**WRITTEN INSTRUCTION**: Take the material below and write it all out again exactly.
***** MATERIAL SUPPLIED *****
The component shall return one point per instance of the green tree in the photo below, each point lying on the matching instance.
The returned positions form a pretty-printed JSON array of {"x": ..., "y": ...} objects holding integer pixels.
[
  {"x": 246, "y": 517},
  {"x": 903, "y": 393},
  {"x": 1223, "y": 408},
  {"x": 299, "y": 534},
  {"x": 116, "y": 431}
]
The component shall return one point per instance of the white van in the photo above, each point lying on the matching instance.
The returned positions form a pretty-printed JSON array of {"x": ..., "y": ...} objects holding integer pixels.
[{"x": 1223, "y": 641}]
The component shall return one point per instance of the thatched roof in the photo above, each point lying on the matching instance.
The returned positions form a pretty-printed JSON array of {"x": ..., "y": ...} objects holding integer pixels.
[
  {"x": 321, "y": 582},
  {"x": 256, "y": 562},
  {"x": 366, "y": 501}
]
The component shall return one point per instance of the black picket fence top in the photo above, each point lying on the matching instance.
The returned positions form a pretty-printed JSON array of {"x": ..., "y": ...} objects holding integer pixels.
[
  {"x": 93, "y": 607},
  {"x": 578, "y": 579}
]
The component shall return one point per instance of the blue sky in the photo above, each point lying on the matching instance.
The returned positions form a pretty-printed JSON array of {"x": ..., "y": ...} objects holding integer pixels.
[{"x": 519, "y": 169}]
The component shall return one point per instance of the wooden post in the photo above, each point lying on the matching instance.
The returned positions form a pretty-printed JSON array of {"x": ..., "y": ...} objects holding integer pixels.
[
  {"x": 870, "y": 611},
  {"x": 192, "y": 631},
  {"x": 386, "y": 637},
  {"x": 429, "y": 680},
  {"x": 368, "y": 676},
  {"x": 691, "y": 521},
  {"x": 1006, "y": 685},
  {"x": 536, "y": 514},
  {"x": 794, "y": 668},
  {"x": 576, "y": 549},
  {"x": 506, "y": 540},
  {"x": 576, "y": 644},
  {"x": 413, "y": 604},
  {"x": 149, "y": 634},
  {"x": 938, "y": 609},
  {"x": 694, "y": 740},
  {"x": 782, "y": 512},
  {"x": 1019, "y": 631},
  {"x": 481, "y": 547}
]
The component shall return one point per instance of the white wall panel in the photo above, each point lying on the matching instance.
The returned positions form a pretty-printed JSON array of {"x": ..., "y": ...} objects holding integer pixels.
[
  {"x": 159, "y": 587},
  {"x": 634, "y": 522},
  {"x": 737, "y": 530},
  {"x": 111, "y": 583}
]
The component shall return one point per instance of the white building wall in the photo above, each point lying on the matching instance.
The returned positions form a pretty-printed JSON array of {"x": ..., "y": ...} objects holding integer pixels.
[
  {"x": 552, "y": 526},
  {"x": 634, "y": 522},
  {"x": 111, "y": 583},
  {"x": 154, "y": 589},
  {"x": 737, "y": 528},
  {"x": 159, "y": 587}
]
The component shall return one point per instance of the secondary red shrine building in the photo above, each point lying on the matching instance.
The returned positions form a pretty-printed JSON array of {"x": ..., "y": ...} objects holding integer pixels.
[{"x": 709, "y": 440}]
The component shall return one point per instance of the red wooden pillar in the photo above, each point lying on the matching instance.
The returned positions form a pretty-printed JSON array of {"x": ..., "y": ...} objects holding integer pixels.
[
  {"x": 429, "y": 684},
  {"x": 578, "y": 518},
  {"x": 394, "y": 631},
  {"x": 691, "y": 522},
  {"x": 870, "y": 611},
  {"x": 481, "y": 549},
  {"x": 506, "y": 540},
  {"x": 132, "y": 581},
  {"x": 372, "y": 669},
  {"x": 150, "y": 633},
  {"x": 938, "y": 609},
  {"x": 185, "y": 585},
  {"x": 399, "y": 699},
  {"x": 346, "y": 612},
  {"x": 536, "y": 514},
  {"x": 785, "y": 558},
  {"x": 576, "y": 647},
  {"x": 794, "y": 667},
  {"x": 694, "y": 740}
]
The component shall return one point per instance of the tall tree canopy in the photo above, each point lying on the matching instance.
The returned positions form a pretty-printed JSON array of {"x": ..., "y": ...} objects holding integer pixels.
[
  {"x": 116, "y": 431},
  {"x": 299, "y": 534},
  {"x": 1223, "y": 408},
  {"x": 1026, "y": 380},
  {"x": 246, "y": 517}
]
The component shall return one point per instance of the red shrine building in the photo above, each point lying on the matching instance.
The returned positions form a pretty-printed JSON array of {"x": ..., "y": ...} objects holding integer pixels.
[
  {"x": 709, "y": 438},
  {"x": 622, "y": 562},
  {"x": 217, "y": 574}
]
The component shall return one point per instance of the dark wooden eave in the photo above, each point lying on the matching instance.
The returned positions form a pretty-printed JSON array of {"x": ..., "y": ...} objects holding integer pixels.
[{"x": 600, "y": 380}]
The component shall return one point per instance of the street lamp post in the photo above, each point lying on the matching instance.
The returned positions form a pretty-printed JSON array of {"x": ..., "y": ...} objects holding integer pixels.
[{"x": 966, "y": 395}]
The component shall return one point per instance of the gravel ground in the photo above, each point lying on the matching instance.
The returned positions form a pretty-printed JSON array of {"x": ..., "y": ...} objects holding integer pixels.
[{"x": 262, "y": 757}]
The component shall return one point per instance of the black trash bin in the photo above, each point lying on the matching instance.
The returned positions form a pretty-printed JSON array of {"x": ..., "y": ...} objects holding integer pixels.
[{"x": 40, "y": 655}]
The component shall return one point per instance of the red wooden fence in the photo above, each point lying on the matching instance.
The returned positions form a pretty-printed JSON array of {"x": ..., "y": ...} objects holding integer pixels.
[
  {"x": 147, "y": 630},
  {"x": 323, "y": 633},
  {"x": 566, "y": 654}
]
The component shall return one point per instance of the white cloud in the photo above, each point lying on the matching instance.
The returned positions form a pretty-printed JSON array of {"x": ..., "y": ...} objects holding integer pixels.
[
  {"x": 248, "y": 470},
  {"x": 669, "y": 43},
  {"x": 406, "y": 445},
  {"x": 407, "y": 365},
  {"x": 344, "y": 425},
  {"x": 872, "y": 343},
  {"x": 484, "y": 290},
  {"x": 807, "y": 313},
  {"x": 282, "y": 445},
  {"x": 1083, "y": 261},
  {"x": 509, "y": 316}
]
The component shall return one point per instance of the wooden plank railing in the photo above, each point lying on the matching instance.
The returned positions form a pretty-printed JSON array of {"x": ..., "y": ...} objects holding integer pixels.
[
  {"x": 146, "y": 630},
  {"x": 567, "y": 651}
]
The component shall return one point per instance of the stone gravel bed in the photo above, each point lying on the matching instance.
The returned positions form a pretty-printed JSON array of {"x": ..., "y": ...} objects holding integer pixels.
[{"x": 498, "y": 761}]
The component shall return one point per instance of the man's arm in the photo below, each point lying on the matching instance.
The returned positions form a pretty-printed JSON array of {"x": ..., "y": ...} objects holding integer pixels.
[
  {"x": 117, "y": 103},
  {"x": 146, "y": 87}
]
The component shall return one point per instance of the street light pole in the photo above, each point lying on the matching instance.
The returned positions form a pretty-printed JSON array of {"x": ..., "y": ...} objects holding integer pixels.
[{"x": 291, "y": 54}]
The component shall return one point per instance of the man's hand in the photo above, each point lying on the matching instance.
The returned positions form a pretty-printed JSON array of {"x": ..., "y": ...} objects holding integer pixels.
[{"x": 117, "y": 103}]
*****
**EXERCISE ANSWER**:
The component shall return one point per instance of the green tree in the photo below, each point lying on the matching instance.
The returned positions form a pretty-printed JSON array of {"x": ..., "y": ...} objects holding integer pixels.
[
  {"x": 246, "y": 517},
  {"x": 903, "y": 393},
  {"x": 1223, "y": 408},
  {"x": 299, "y": 534},
  {"x": 116, "y": 431}
]
The component shall return one point per instance of the white van in the photo above, each point lying on the matching instance.
The returned positions form a pretty-printed JSON array of {"x": ..., "y": ...} objects holding integer pixels.
[{"x": 1223, "y": 641}]
The component shall return one point per instance of the thatched roof in the photo above, each point lying on the matching instance.
The returned positions form a pretty-printed JSON array of {"x": ..., "y": ...} objects holding integer pixels.
[
  {"x": 321, "y": 582},
  {"x": 256, "y": 562},
  {"x": 366, "y": 501}
]
The component shall return one point per instance of the black picket fence top in the photo above, each point lying on the matching instance.
The returned positions form a pretty-printed JSON array of {"x": ..., "y": ...} objects holding integer pixels.
[
  {"x": 93, "y": 607},
  {"x": 578, "y": 579}
]
The component shall return one point per instance of the blue sky in the photo above, each point lying on the matching instance.
The returned positions form a pretty-printed JSON array of {"x": ..., "y": ...} objects holding integer pixels.
[{"x": 519, "y": 169}]
The component shall return one point per instance of the wooden post in the photo above, each point lying on the matching instance.
The returned positions form a pretty-printed JSON array of {"x": ..., "y": ...} objects holding integer pixels.
[
  {"x": 870, "y": 611},
  {"x": 192, "y": 631},
  {"x": 386, "y": 637},
  {"x": 429, "y": 680},
  {"x": 368, "y": 676},
  {"x": 691, "y": 521},
  {"x": 1006, "y": 685},
  {"x": 536, "y": 514},
  {"x": 794, "y": 668},
  {"x": 576, "y": 549},
  {"x": 506, "y": 540},
  {"x": 576, "y": 644},
  {"x": 413, "y": 604},
  {"x": 149, "y": 634},
  {"x": 938, "y": 609},
  {"x": 694, "y": 740},
  {"x": 782, "y": 512},
  {"x": 1019, "y": 631},
  {"x": 481, "y": 547}
]
The component shall return one point per instance of the white wall panel in the photo above, each point lying on the matching instance.
The returned positions form a pretty-printed JSON array of {"x": ..., "y": ...} objects holding integer pixels.
[
  {"x": 159, "y": 587},
  {"x": 634, "y": 522},
  {"x": 737, "y": 530},
  {"x": 111, "y": 583}
]
The component shall return one point per instance of the white building wall in the photo above, each point lying on the matching instance.
The returned positions form a pretty-printed JSON array of {"x": ..., "y": ...} objects holding integer pixels.
[
  {"x": 552, "y": 526},
  {"x": 634, "y": 522},
  {"x": 111, "y": 583},
  {"x": 154, "y": 589},
  {"x": 737, "y": 528},
  {"x": 159, "y": 587}
]
The component shall return one point per instance of the secondary red shrine building in the photo above, each point lying on the matching instance.
The returned positions form a pretty-printed JSON array of {"x": ..., "y": ...} objects holding integer pixels.
[{"x": 709, "y": 440}]
The component shall return one point per instance of the red wooden pillar in the photo above, each point lying on the matching instance.
The returned positions form a pretty-printed JSON array of {"x": ..., "y": ...} objects holding integer pixels.
[
  {"x": 429, "y": 684},
  {"x": 578, "y": 518},
  {"x": 394, "y": 631},
  {"x": 691, "y": 522},
  {"x": 870, "y": 611},
  {"x": 481, "y": 549},
  {"x": 506, "y": 540},
  {"x": 132, "y": 581},
  {"x": 372, "y": 669},
  {"x": 150, "y": 633},
  {"x": 938, "y": 609},
  {"x": 185, "y": 585},
  {"x": 399, "y": 699},
  {"x": 346, "y": 612},
  {"x": 536, "y": 514},
  {"x": 785, "y": 558},
  {"x": 576, "y": 647},
  {"x": 794, "y": 667},
  {"x": 694, "y": 740}
]
The component shall return one point per instance of the tall tree canopy in the photo above, each point lying on the matching instance.
The returned positions form a pretty-printed JSON array of {"x": ..., "y": ...} objects holding integer pixels.
[
  {"x": 116, "y": 431},
  {"x": 299, "y": 534},
  {"x": 1223, "y": 408},
  {"x": 1026, "y": 380},
  {"x": 246, "y": 517}
]
The component shall return one point per instance of the red shrine building in the photo above, each point lying on the matching instance.
The returned positions form a pretty-printed JSON array of {"x": ..., "y": ...} objects holding integer pixels.
[
  {"x": 709, "y": 438},
  {"x": 622, "y": 562},
  {"x": 217, "y": 574}
]
The component shall return one point per instance of the dark wooden eave in the photo above, each point lying on the matching instance.
The returned positions form a pretty-printed JSON array of {"x": ..., "y": ...} objects holding integer pixels.
[{"x": 600, "y": 380}]
The component shall return one point per instance of the street lamp post in the photo above, each point lying on the matching instance.
The returned positions form a pretty-printed JSON array of {"x": ..., "y": ...} objects holding integer pixels.
[{"x": 966, "y": 395}]
The component shall return one point per instance of the gravel ground in the photo above, each point lying on the matching instance.
The returned positions form a pretty-printed JSON array of {"x": ..., "y": ...} objects holding integer pixels.
[{"x": 262, "y": 757}]
The component shall return one point per instance of the black trash bin in the photo above, each point lying on the matching instance.
The returned positions form a pretty-printed JSON array of {"x": ..., "y": ...} objects holding integer pixels.
[{"x": 40, "y": 655}]
The component shall return one point per instance of the red wooden fence in the photo above, each point lying on the matching instance.
The returned positions form a pretty-printed JSON array of {"x": ..., "y": ...} objects holding integer pixels.
[
  {"x": 147, "y": 630},
  {"x": 323, "y": 633},
  {"x": 566, "y": 654}
]
The component shall return one point per instance of the white cloud in the photo above, each point lying on the matching instance.
The returned positions form a pretty-printed JSON array of {"x": ..., "y": ...} objects holding integer pixels.
[
  {"x": 248, "y": 470},
  {"x": 669, "y": 43},
  {"x": 406, "y": 445},
  {"x": 407, "y": 365},
  {"x": 344, "y": 425},
  {"x": 872, "y": 343},
  {"x": 484, "y": 290},
  {"x": 807, "y": 313},
  {"x": 282, "y": 445},
  {"x": 1083, "y": 261},
  {"x": 509, "y": 316}
]
The component shall return one point per instance of the wooden plank railing in the photo above, each point lying on the matching instance.
The returned positions form a pretty-printed JSON array of {"x": ..., "y": ...} objects holding integer pixels.
[
  {"x": 146, "y": 630},
  {"x": 567, "y": 651}
]
The component shall return one point per instance of the stone gravel bed in the photo above, each point lying on the matching instance.
The returned positions form a pretty-printed JSON array of {"x": ..., "y": ...} objects holding integer pixels.
[{"x": 498, "y": 761}]
The component shall return one point per instance of the man's arm in the photo below, each point lying on the matching instance.
The returned positions form a pretty-printed JSON array of {"x": ..., "y": ...} objects holding integer pixels.
[
  {"x": 117, "y": 103},
  {"x": 146, "y": 87}
]
The component shall return one point per instance of the street light pole in the photo above, each point lying on the matching instance.
The returned positions form a pretty-printed JSON array of {"x": ..., "y": ...} objects holding integer pixels.
[{"x": 291, "y": 54}]
The component shall return one point per instance of the man's hand in the photo above, each point lying on the matching instance.
The returned positions form a pretty-printed JSON array of {"x": ..., "y": ...} objects holding integer pixels.
[{"x": 117, "y": 103}]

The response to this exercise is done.